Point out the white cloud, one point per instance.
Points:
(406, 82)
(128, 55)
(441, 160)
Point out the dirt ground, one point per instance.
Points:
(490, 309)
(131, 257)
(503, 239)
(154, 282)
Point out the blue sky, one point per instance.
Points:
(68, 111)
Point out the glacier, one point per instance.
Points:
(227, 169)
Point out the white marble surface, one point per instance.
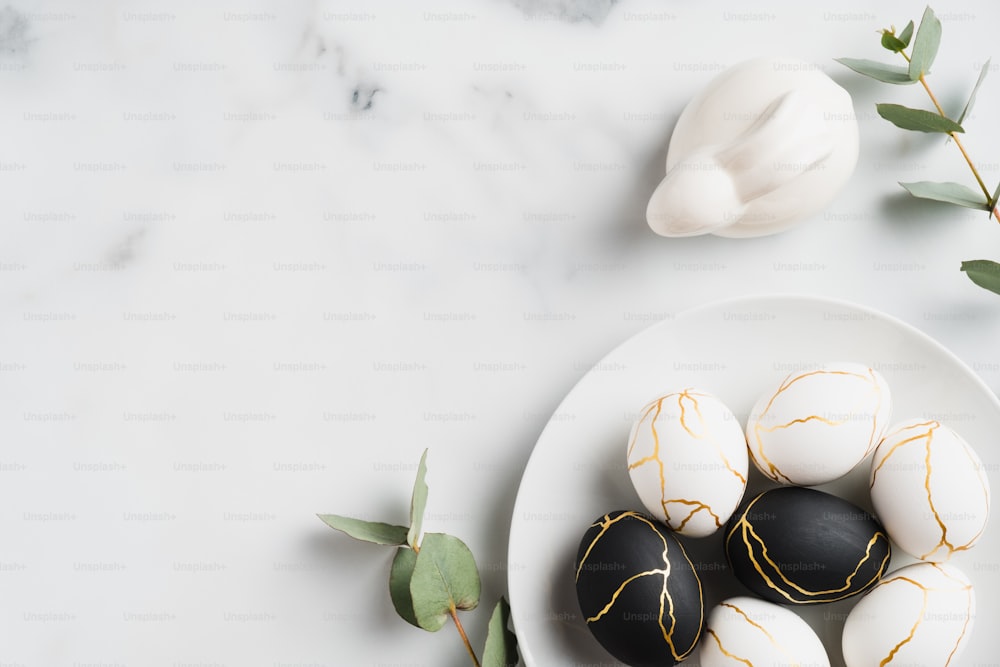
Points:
(256, 256)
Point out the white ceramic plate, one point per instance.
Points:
(734, 349)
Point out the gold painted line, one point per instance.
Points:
(801, 420)
(618, 591)
(701, 603)
(725, 652)
(680, 404)
(789, 380)
(605, 524)
(965, 626)
(943, 542)
(748, 527)
(932, 424)
(635, 438)
(913, 630)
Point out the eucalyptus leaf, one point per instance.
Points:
(984, 273)
(975, 89)
(367, 531)
(951, 193)
(891, 42)
(917, 119)
(907, 34)
(501, 643)
(418, 502)
(444, 579)
(877, 70)
(925, 45)
(399, 583)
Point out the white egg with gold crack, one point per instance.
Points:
(817, 424)
(921, 614)
(687, 458)
(749, 631)
(929, 488)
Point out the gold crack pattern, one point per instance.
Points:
(726, 653)
(666, 601)
(655, 409)
(925, 591)
(774, 642)
(927, 437)
(764, 463)
(747, 532)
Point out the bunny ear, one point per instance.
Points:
(789, 138)
(696, 197)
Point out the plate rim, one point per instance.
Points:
(524, 649)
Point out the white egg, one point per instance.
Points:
(687, 458)
(921, 614)
(930, 490)
(817, 424)
(750, 631)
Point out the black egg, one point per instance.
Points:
(793, 545)
(638, 590)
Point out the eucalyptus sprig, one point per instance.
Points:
(983, 272)
(433, 577)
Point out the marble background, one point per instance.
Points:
(255, 257)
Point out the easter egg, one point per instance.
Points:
(687, 458)
(793, 545)
(638, 591)
(749, 631)
(929, 489)
(817, 424)
(921, 614)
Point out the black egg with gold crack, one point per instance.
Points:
(794, 545)
(638, 590)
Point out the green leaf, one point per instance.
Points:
(907, 33)
(399, 583)
(501, 643)
(984, 273)
(975, 89)
(444, 579)
(951, 193)
(877, 70)
(925, 45)
(367, 531)
(418, 502)
(891, 42)
(917, 119)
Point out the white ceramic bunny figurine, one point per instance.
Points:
(766, 144)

### Your instructions
Repeat only the stretch of lines starting at the one containing "Point out the eucalyptus sprig, one" and running to the final line of the entries above.

### Solution to this problem
Point out the eucalyptus sprig, one point per instance.
Points:
(983, 272)
(433, 577)
Point out the marble background, one point per instance.
Points:
(255, 257)
Point out the easter egg, one point per instance.
Points:
(687, 458)
(793, 545)
(638, 591)
(749, 631)
(929, 489)
(817, 424)
(921, 614)
Point out the black egg with gold crack, one point per instance.
Points:
(794, 545)
(638, 590)
Point out the green leaf, one point per instance.
Points:
(907, 33)
(399, 583)
(501, 643)
(984, 273)
(975, 89)
(444, 579)
(951, 193)
(877, 70)
(925, 45)
(367, 531)
(418, 502)
(891, 42)
(917, 119)
Point out the white ceramic bunny figurine, one point per instance.
Points:
(766, 144)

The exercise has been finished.